Work instructions → Could you reproduce, word for word, the part of the entries below that opens with the line containing "For the evaluation set, tag each instance of the wooden pole" and continues through the end of the entries?

Information provided →
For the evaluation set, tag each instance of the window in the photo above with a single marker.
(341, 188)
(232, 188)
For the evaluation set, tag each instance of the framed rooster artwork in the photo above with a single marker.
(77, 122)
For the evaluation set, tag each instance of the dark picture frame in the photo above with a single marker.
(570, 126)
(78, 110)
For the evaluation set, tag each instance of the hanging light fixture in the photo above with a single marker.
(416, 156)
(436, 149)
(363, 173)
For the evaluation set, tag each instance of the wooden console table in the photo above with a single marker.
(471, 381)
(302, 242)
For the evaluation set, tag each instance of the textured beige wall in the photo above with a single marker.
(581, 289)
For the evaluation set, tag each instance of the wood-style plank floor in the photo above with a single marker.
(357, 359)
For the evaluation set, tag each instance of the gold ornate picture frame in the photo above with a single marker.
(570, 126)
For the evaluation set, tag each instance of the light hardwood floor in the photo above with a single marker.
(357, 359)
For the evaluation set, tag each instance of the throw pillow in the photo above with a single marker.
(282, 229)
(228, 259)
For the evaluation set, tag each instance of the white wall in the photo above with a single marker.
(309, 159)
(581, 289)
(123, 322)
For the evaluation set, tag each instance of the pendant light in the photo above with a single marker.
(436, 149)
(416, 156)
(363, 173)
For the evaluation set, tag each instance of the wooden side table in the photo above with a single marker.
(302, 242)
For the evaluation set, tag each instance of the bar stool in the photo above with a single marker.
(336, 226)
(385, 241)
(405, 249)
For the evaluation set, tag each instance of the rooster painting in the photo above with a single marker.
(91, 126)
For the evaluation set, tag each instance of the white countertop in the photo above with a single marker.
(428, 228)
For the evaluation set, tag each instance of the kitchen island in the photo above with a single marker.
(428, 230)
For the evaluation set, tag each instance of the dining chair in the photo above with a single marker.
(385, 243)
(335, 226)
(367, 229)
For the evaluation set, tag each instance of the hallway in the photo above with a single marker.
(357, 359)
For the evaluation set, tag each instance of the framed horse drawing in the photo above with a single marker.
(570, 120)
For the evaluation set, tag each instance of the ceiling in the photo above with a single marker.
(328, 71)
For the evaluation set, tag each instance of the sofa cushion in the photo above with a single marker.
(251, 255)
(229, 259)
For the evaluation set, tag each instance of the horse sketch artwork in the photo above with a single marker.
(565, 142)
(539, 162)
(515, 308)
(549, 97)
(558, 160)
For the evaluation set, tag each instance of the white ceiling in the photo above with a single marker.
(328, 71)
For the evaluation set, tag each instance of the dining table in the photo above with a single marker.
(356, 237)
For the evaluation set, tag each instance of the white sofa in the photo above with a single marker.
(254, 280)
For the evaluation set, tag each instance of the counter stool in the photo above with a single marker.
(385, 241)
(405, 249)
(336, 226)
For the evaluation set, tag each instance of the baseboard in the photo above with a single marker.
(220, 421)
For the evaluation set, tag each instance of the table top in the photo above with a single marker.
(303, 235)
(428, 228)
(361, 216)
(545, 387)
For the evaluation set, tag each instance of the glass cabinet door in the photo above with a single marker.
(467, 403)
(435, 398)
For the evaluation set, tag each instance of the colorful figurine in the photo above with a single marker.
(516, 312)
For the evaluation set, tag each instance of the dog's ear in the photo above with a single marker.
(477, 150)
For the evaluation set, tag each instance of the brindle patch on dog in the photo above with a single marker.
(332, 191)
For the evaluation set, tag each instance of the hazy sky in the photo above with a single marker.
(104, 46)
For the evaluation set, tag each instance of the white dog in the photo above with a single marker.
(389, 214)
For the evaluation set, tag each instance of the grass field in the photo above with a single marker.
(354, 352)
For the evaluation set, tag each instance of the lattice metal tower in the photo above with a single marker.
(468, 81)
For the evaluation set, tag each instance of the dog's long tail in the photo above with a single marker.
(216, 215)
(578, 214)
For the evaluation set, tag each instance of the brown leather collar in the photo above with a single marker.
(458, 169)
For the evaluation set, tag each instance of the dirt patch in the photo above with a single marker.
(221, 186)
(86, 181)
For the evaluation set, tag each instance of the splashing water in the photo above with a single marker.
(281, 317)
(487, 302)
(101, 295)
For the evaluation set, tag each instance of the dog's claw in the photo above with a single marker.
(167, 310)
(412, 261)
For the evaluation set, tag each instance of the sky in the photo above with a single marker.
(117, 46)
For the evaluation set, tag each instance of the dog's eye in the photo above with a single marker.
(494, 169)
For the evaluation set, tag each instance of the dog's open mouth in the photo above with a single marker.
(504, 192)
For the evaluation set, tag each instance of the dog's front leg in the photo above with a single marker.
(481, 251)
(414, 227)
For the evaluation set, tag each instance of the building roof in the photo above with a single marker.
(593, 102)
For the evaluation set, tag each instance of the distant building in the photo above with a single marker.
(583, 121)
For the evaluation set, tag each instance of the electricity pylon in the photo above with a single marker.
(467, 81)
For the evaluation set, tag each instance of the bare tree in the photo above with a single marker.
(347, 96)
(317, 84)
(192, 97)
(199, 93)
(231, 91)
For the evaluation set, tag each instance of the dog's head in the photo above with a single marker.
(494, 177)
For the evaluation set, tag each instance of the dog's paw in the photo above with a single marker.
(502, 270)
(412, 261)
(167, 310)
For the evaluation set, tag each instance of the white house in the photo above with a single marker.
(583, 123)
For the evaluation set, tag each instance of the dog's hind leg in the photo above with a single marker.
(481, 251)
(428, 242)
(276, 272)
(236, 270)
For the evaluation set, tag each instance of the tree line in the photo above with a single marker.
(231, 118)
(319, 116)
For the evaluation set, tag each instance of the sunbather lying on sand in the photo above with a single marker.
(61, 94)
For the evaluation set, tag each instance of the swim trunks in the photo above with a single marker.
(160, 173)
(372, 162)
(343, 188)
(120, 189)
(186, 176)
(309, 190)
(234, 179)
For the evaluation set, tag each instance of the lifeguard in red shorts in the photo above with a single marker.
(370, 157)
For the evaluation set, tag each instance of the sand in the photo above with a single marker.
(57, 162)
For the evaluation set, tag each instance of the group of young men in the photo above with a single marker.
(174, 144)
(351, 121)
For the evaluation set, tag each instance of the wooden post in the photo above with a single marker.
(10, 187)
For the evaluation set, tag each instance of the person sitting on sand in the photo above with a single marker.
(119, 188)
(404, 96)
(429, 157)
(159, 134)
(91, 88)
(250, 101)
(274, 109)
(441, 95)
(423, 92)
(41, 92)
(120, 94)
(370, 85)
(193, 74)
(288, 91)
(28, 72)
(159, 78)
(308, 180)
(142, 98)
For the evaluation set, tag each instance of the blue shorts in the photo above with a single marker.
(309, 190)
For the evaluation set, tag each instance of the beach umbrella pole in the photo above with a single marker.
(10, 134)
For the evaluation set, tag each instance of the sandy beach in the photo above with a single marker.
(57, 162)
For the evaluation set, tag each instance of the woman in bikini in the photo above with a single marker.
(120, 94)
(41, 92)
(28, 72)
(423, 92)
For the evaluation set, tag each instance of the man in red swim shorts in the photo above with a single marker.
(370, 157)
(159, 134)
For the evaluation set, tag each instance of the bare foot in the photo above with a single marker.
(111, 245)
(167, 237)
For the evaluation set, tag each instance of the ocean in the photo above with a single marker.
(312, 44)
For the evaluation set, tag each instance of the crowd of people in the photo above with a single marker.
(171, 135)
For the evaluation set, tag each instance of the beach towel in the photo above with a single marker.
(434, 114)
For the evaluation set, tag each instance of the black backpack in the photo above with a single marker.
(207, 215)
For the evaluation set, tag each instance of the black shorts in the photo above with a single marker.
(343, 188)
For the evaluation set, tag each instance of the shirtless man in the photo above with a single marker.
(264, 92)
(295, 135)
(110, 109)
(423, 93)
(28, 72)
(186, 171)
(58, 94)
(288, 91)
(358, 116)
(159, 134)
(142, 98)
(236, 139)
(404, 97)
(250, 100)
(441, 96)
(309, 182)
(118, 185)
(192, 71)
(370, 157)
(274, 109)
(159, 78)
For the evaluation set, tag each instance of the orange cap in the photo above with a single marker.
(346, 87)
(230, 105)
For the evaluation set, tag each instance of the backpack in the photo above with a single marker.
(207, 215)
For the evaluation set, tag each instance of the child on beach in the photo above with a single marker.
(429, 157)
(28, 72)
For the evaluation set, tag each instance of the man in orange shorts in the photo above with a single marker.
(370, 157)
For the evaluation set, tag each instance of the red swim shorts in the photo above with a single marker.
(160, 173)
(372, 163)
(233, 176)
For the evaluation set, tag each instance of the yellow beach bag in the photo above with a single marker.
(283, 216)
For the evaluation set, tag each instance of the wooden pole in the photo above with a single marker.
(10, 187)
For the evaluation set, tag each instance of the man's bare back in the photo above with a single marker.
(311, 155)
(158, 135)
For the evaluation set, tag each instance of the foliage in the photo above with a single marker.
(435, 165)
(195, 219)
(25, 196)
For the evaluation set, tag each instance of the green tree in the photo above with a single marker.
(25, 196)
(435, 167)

Right answer →
For the evaluation set, tag each instance of the wooden pole in the photo above with a single marker.
(10, 187)
For the evaluation set, tag each instance of the man's bare back in the photo above with a single marker.
(311, 155)
(158, 135)
For the evaluation set, tag each instance of the foliage in the photo above with a single marker.
(435, 165)
(195, 219)
(25, 196)
For the evaluation set, tag each instance of the green tree in the photo above with a single marker.
(25, 196)
(435, 167)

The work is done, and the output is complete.